**Requirement:** Format every line of the rows below as a JSON list of strings, one string per line, with blank lines left out.

[Source records]
● ● ● ● ●

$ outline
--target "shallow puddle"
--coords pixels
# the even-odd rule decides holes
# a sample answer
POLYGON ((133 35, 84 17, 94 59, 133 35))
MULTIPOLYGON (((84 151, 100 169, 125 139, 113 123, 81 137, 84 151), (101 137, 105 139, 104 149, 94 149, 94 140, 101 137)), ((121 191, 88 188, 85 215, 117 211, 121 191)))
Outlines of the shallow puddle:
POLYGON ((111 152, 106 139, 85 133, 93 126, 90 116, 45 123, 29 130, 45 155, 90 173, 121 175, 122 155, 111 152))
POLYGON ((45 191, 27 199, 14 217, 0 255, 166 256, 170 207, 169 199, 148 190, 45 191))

● ● ● ● ●

**Finished task:**
[
  "$ outline",
  "--target \"shallow puddle\"",
  "--coords pixels",
  "# the even-odd rule decides holes",
  "# a sample answer",
  "POLYGON ((133 35, 84 17, 94 59, 133 35))",
  "MULTIPOLYGON (((84 151, 100 169, 125 139, 113 123, 81 137, 84 151), (101 137, 105 139, 104 149, 94 149, 94 140, 101 137)), ((121 191, 88 188, 85 215, 117 211, 121 191)))",
  "Outlines of the shallow puddle:",
  "POLYGON ((111 152, 106 139, 85 133, 93 126, 90 116, 45 123, 29 130, 45 155, 90 173, 121 175, 122 155, 111 152))",
  "POLYGON ((45 191, 27 199, 14 217, 0 255, 166 256, 170 207, 169 199, 148 190, 45 191))"
]